DATA SECTION:
=-=-=

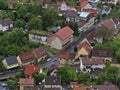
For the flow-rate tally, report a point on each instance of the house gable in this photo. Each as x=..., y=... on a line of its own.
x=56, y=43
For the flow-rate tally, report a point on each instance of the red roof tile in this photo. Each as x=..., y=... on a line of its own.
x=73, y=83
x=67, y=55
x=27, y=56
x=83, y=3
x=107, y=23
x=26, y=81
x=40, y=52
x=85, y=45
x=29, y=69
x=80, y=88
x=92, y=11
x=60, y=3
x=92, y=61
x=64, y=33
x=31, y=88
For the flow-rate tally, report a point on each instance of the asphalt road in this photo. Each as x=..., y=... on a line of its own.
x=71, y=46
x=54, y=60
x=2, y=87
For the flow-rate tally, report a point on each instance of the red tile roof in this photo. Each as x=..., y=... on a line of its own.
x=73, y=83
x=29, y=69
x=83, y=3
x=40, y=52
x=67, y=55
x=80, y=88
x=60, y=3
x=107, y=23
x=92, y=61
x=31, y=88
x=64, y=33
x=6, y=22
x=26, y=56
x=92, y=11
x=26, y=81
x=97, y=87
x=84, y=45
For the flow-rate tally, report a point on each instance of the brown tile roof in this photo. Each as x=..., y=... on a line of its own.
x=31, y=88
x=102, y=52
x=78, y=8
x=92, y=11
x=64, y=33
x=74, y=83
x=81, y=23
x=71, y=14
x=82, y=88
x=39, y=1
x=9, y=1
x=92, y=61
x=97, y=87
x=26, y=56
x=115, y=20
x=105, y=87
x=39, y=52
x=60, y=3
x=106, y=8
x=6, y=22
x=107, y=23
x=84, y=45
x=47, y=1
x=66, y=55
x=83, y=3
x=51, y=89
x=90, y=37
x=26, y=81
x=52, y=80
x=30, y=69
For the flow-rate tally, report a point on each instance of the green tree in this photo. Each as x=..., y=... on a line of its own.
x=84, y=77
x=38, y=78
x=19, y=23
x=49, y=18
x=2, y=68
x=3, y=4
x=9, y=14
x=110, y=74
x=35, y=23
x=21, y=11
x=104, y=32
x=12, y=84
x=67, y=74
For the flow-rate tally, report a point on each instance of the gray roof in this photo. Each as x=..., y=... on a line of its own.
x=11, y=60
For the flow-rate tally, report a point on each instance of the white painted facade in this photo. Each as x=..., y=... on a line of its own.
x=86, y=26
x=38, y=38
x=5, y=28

=-=-=

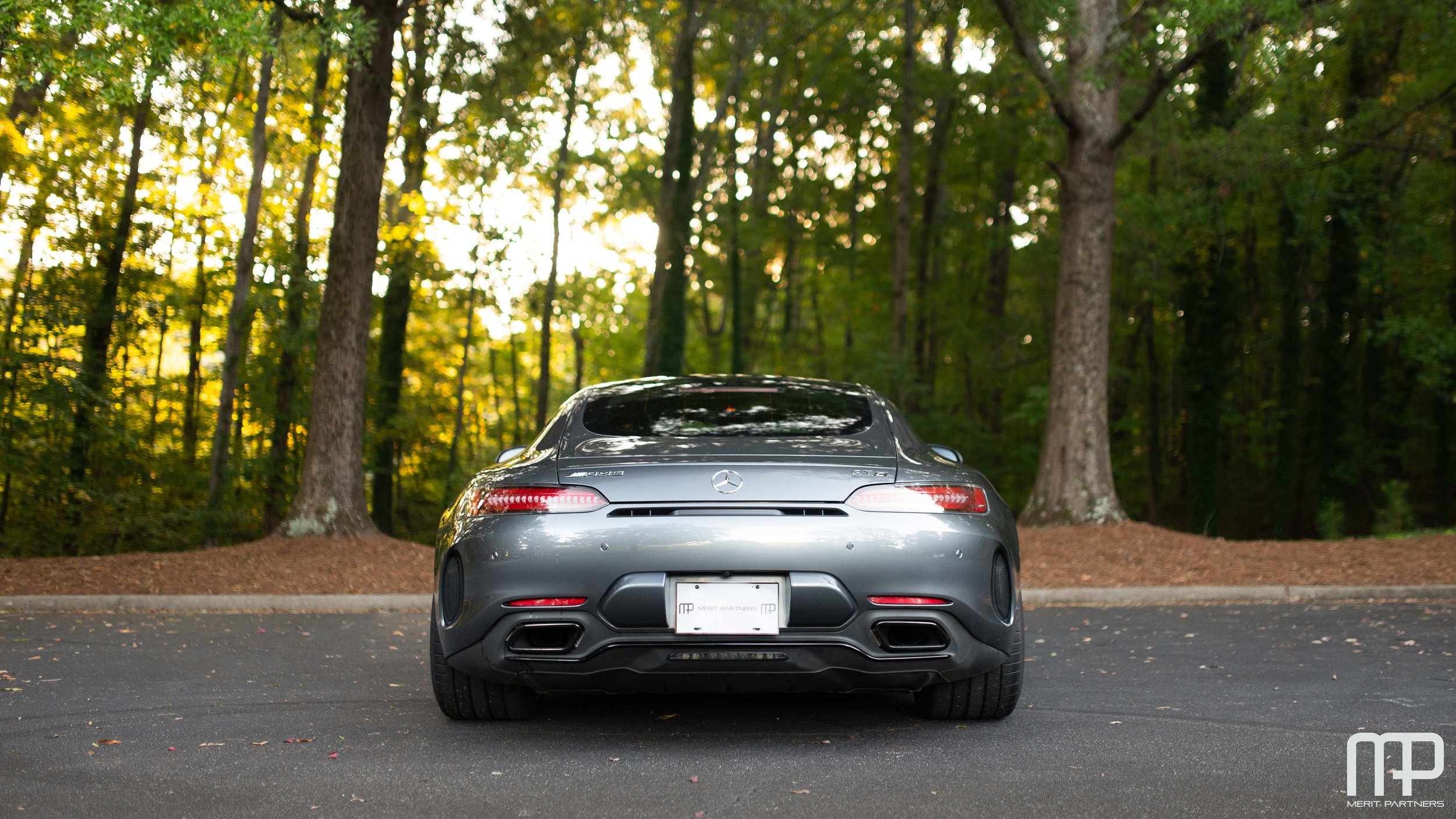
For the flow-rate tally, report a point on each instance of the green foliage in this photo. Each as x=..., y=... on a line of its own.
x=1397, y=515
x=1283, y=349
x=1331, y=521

=-=-=

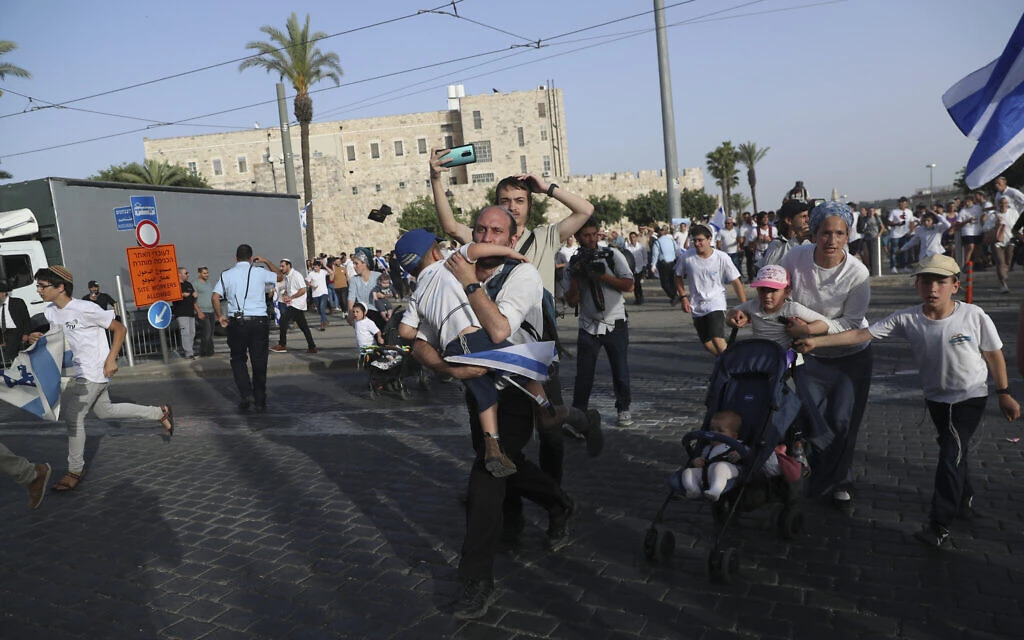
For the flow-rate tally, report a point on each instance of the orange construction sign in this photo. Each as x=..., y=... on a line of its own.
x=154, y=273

=-=-=

EXERCISE AIM: Write out everything from the line containing "of the orange" down to the line containing "x=154, y=273", both ends included and the request kept. Shift every x and y coordinate in the answers by -111.

WRITTEN RESPONSE:
For the flow-rate tally, report a point on each instance of the orange construction sign in this photo. Each as x=..., y=... on a line of its own.
x=43, y=162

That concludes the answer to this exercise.